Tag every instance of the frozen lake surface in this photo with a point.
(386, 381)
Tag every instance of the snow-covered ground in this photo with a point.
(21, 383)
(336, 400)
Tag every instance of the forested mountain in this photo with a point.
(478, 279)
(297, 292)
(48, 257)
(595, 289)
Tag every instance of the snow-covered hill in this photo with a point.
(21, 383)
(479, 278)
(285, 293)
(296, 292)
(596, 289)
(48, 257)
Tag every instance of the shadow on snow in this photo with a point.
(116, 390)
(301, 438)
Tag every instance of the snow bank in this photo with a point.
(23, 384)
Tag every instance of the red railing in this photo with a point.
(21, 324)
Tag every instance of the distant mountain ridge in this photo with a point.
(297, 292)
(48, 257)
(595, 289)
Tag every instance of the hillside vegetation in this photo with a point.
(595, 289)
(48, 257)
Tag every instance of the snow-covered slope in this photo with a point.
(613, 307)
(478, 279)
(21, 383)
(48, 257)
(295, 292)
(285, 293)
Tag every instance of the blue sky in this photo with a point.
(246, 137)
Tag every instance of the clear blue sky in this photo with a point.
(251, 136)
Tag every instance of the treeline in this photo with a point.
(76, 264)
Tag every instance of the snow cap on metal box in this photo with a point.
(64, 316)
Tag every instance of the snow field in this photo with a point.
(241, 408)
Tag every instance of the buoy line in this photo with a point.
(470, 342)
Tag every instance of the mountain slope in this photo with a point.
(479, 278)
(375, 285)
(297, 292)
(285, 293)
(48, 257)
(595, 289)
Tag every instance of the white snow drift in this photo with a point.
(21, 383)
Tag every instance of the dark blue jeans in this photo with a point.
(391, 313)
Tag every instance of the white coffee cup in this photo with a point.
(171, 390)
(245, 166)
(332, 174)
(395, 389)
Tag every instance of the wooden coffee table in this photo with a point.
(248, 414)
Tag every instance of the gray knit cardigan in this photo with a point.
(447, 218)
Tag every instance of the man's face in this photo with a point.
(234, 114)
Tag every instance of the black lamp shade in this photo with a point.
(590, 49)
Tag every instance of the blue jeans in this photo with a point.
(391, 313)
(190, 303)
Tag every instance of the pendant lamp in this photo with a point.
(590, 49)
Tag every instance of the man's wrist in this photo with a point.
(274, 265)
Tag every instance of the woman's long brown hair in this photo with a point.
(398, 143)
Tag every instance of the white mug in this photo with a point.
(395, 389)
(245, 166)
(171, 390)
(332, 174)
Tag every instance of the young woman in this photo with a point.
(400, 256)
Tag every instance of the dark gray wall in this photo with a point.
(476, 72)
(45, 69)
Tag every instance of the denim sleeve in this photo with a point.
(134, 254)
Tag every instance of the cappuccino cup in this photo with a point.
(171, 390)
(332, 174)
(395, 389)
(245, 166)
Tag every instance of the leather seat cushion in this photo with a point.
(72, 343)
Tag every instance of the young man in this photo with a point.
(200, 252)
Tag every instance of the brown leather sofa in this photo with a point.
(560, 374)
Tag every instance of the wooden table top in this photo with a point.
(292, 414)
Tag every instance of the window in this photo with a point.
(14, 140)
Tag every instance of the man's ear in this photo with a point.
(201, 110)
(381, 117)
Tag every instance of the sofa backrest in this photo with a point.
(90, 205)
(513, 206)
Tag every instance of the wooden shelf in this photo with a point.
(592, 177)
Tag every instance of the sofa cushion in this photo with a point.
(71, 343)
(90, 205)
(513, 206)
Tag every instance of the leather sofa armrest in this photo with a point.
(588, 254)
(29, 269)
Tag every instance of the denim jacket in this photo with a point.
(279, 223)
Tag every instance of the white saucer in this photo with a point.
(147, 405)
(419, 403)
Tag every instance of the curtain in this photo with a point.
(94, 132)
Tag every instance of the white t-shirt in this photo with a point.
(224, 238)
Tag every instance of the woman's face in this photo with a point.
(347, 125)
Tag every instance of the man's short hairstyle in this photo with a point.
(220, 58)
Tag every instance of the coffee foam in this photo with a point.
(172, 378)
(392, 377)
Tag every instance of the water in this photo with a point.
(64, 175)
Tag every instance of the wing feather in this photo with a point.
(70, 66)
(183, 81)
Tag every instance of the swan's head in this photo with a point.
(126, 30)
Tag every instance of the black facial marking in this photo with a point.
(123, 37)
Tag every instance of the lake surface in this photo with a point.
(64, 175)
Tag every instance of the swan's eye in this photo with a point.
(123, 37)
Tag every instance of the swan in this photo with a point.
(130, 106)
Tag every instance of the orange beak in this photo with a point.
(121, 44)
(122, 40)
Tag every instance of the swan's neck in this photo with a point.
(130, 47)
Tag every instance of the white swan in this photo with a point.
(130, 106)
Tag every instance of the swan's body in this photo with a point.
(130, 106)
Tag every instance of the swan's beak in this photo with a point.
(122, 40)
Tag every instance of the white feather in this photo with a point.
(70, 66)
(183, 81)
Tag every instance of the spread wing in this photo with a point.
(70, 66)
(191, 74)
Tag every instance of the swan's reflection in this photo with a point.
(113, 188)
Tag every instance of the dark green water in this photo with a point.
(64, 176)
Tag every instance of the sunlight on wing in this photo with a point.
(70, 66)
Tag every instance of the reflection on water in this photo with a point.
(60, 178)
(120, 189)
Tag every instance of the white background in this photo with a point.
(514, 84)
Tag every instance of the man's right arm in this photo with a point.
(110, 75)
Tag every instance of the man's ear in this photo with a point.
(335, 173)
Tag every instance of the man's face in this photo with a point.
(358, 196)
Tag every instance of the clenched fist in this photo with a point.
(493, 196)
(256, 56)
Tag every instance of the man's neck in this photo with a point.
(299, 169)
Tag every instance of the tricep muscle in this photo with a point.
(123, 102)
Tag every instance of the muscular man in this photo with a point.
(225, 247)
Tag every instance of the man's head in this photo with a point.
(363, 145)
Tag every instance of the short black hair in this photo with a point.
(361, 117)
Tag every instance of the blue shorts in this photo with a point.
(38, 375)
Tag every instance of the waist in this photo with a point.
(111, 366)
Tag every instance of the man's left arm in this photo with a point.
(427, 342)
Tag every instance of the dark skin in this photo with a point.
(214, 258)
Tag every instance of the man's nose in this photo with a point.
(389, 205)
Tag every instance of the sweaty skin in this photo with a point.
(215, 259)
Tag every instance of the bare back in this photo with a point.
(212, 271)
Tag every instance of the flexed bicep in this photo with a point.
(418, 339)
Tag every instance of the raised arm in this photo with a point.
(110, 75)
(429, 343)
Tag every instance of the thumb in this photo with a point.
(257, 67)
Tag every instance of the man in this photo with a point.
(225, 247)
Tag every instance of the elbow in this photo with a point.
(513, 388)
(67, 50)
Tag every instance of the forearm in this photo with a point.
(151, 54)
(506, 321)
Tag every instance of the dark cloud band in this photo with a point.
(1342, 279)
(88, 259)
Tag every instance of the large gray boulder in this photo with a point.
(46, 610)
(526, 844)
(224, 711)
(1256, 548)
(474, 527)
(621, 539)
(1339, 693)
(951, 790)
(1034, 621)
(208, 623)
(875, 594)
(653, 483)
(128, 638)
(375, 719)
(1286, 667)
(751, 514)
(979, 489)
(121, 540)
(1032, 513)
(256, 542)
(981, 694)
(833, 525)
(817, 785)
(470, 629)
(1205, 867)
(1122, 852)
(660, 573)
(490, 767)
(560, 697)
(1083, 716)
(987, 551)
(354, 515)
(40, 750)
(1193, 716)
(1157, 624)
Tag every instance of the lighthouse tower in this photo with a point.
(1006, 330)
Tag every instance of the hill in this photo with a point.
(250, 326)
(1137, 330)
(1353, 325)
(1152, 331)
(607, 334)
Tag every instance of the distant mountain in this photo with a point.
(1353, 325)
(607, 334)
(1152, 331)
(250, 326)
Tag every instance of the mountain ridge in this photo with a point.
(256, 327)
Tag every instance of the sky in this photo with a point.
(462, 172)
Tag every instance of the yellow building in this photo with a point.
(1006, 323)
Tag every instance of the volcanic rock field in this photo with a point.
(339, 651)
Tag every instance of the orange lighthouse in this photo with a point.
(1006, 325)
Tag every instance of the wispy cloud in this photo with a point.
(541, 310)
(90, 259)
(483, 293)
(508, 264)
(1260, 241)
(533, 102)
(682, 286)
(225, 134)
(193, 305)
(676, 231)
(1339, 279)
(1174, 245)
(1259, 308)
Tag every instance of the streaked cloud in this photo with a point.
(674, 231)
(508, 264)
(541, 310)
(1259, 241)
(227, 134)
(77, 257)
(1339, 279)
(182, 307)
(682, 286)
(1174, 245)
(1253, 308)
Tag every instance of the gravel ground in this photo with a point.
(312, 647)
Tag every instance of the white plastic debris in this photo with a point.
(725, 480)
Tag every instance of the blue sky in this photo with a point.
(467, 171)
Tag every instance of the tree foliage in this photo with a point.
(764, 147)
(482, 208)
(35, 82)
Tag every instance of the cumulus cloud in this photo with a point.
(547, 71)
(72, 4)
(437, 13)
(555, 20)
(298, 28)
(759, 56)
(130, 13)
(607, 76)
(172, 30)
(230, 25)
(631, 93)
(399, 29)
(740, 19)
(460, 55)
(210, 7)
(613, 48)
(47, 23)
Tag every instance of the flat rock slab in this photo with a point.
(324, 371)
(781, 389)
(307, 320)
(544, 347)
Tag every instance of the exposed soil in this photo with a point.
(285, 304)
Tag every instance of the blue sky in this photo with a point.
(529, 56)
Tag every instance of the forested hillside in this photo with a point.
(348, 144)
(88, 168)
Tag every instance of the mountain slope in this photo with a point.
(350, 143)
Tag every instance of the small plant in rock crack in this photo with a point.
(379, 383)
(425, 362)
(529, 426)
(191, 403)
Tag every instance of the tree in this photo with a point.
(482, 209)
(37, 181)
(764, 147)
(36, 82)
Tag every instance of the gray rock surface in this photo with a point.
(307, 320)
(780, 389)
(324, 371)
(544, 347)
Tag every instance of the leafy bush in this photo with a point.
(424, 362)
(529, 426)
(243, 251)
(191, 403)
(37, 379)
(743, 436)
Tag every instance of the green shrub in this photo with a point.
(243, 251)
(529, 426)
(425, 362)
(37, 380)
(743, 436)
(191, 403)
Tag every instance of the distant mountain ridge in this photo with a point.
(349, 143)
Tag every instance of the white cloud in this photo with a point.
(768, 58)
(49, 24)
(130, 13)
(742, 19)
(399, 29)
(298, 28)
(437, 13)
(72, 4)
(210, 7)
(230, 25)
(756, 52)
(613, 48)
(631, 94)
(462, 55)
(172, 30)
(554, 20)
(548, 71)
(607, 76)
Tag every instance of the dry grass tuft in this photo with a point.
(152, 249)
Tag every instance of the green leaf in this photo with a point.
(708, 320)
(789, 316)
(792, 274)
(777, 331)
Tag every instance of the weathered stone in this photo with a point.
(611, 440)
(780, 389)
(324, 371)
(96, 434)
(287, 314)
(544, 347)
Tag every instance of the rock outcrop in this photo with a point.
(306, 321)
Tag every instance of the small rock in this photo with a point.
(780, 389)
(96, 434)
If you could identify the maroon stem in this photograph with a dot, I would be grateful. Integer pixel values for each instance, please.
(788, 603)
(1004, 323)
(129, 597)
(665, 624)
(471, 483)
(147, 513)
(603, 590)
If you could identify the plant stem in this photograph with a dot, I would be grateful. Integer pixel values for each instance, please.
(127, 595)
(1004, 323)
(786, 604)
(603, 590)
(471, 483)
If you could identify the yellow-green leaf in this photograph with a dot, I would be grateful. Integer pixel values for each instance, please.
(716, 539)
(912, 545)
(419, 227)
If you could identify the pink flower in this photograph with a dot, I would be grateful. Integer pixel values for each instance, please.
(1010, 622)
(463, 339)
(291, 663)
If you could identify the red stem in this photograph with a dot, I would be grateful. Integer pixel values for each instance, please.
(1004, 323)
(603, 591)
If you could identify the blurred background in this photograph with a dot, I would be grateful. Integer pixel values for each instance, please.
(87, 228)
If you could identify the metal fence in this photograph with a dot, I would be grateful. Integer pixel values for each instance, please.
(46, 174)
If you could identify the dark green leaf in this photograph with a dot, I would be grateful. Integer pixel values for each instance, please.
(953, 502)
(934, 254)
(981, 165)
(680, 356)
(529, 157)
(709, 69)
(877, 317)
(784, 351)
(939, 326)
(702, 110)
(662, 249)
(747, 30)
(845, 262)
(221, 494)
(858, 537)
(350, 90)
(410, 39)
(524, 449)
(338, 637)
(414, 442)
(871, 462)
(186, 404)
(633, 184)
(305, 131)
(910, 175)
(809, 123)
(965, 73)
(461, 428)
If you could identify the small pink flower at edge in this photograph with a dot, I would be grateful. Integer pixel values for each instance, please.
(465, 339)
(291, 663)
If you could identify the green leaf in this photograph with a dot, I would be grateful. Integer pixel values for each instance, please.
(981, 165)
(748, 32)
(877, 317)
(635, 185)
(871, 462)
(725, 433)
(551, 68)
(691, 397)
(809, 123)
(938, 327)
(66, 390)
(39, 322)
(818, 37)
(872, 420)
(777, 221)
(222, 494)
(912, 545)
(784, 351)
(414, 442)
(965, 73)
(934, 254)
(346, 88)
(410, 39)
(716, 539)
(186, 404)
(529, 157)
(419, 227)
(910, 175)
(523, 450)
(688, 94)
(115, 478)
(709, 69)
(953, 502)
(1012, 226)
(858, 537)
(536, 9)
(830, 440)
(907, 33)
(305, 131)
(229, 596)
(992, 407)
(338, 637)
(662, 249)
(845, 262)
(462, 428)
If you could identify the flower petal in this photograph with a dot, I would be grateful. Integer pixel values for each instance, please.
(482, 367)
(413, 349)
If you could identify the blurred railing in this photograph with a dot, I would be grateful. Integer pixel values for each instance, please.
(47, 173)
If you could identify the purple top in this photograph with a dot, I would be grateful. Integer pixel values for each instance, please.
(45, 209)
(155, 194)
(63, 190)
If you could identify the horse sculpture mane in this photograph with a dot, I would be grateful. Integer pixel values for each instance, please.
+-------+
## Work item
An exact retyping of the lines from the one with "If you could identify the flower" to the end of the material above, with both ends included and nothing added, is the required answer.

## Result
If you could identify the flower petal in this photograph with a dot, I would be grateful. Integer pixel values for each instance, please.
(482, 367)
(413, 349)
If you could identify the blurred railing in this photograph with a dot, I would be grateful. Integer pixel values for each instance, please.
(47, 173)
If you could identify the purple top in this photograph with a dot, I would be grateful. Integer pixel values for each instance, please.
(45, 209)
(155, 194)
(63, 190)
If you could identify the horse sculpture mane in this photograph with a dot, I would be grateful. Integer pixel values for each instance, please.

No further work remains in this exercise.